▶ [TASK]
Print the items line for line, unchanged, from the very start through the line that contains "[111,486,180,530]". Include that final line, and print nothing after it.

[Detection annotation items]
►

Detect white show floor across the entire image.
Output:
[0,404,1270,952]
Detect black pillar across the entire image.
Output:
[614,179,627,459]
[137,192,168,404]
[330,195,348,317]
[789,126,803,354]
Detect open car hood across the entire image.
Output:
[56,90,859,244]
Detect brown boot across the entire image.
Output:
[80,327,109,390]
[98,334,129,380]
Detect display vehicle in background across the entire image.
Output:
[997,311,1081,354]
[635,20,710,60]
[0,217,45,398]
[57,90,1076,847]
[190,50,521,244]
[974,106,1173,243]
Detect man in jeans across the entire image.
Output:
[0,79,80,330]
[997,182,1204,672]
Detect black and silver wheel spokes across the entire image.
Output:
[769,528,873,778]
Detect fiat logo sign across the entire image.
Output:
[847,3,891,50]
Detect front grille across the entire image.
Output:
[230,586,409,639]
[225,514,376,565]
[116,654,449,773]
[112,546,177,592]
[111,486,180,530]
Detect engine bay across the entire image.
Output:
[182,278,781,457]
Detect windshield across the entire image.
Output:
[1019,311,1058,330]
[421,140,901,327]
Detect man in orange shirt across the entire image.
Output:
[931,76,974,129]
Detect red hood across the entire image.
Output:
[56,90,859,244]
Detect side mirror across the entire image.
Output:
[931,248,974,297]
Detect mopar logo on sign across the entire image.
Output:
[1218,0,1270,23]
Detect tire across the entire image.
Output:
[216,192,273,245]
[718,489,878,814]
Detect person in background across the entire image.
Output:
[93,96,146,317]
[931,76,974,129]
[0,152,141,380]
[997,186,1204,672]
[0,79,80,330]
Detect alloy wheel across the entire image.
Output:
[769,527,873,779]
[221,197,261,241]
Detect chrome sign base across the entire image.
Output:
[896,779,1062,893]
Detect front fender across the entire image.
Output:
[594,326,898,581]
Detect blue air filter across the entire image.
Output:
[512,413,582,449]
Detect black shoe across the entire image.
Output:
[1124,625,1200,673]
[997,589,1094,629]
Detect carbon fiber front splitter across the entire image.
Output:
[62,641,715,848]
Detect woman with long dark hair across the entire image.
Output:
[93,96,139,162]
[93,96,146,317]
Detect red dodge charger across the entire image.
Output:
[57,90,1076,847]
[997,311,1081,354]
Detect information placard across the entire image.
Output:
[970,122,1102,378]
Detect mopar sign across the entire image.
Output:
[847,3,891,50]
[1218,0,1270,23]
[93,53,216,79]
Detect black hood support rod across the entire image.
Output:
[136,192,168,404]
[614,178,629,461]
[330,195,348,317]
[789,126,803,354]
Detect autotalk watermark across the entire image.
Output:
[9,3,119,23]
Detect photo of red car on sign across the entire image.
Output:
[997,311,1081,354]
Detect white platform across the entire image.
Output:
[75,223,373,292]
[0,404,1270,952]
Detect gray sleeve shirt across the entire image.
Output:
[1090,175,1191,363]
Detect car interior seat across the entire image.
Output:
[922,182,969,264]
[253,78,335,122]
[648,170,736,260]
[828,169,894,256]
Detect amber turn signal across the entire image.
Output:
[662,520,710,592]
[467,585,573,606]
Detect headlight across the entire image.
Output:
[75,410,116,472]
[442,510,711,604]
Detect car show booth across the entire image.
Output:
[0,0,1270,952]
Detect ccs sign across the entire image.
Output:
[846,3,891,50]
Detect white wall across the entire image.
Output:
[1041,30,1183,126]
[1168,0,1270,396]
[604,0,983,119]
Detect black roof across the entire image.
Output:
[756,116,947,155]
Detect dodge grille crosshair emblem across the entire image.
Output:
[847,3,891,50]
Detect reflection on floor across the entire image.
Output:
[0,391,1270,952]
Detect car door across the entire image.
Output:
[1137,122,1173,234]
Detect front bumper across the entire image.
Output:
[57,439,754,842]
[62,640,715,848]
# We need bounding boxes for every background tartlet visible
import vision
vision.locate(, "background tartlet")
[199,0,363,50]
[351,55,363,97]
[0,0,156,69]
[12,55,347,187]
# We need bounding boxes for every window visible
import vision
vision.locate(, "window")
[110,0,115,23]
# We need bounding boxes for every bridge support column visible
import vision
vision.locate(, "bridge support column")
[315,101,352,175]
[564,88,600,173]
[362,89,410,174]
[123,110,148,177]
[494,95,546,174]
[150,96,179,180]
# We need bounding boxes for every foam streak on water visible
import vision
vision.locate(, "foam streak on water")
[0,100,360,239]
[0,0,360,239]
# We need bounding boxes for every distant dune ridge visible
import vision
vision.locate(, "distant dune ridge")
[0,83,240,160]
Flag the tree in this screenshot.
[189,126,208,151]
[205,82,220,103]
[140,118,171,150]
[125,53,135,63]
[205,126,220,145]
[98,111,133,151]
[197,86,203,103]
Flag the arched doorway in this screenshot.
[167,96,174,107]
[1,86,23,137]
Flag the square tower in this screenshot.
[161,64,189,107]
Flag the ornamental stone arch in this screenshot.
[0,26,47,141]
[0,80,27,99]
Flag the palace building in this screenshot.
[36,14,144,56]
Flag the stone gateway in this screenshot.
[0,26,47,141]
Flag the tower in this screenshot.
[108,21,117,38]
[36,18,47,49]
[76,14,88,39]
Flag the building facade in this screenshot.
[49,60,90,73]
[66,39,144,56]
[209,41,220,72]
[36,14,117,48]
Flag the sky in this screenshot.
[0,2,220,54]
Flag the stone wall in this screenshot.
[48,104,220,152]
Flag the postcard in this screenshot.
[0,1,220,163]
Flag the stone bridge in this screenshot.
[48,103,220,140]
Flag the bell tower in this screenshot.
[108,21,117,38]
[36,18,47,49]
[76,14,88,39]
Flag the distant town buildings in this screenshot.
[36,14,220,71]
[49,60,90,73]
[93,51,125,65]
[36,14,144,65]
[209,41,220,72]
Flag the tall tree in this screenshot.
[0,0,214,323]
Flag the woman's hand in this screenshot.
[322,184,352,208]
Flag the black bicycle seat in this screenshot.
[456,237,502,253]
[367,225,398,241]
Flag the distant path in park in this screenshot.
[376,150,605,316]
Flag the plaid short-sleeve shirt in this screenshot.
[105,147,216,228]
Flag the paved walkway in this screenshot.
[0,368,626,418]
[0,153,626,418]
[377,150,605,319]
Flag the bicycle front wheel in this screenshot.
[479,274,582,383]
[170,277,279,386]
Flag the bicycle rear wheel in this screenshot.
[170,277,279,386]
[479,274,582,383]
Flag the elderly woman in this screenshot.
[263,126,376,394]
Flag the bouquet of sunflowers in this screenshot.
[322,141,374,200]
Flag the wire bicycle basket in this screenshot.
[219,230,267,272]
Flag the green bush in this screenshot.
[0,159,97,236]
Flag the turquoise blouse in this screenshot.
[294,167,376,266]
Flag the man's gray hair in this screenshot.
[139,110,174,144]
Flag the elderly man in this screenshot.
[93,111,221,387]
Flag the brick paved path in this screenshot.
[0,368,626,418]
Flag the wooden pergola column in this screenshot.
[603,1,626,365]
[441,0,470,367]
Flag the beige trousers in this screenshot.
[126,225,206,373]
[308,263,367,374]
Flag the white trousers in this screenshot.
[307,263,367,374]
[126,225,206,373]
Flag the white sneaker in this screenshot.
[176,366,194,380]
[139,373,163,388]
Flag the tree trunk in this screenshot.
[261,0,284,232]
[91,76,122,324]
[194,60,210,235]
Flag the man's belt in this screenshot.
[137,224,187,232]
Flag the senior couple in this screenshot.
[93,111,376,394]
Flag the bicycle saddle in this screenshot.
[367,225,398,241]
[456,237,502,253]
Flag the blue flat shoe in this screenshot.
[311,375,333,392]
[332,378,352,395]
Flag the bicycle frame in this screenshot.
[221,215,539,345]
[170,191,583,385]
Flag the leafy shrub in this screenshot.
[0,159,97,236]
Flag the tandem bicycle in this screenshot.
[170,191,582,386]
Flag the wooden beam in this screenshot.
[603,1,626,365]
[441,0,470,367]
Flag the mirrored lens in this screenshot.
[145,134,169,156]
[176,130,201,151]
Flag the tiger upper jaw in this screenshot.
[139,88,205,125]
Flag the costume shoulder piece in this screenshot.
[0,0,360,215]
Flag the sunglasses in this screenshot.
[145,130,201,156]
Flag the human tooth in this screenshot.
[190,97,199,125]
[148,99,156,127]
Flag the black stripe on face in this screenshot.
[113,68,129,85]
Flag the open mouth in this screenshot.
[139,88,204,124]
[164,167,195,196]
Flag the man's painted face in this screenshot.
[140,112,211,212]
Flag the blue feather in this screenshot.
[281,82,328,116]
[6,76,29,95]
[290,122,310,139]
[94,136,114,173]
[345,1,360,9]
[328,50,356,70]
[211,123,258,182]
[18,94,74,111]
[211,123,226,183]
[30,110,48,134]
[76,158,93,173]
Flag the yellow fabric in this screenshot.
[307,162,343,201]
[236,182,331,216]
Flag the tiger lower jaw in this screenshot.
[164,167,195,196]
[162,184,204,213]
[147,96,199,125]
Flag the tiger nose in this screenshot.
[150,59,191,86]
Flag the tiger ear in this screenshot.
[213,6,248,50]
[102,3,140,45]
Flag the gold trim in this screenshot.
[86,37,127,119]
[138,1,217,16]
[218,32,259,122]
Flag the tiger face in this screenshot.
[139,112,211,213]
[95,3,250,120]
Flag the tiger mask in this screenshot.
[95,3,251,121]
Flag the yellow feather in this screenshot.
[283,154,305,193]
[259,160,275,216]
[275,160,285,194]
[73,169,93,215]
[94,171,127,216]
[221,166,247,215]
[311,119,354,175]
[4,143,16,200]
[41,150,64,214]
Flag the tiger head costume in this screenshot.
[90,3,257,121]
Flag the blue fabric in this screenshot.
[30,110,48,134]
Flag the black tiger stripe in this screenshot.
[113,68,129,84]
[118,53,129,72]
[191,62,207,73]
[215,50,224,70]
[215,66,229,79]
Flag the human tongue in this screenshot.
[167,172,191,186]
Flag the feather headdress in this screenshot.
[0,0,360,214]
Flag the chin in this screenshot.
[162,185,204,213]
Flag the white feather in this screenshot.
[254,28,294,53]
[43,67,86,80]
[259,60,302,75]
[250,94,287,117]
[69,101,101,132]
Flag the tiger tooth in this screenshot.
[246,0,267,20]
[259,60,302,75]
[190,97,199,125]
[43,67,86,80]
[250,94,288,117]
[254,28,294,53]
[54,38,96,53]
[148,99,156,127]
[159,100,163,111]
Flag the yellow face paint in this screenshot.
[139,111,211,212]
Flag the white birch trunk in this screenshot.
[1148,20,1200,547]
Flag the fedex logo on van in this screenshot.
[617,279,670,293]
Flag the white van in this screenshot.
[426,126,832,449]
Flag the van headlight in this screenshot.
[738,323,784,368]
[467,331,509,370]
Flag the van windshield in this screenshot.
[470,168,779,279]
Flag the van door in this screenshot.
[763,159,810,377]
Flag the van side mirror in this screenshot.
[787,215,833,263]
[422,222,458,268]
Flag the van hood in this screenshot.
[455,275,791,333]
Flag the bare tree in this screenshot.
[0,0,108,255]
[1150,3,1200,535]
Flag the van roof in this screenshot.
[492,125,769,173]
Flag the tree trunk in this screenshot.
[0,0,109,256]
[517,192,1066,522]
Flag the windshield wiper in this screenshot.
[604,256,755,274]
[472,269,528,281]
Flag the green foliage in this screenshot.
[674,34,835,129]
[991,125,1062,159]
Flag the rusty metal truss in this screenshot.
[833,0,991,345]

◄

▶ [WRITTEN RESPONSE]
Detect white show floor across the entire image.
Output:
[0,404,1270,952]
Detect black pillar across the entire image.
Output:
[614,179,627,459]
[137,192,168,404]
[330,195,348,317]
[789,126,803,354]
Detect open car hood across the entire image.
Output:
[56,90,859,244]
Detect brown boot across the entire image.
Output:
[80,327,109,390]
[98,334,129,380]
Detect display vehicle in background across the entire image.
Output:
[997,311,1081,354]
[635,20,710,60]
[0,217,45,398]
[57,90,1076,847]
[190,50,521,244]
[974,106,1173,243]
Detect man in jeans across the entire image.
Output:
[0,79,80,330]
[997,182,1204,672]
Detect black and silver wheel spokes across the entire image.
Output:
[769,528,873,778]
Detect fiat logo sign across the entire image.
Output:
[847,3,891,50]
Detect front grille across the entire image.
Output:
[230,586,409,639]
[225,514,376,565]
[116,654,449,773]
[112,546,177,592]
[111,486,180,530]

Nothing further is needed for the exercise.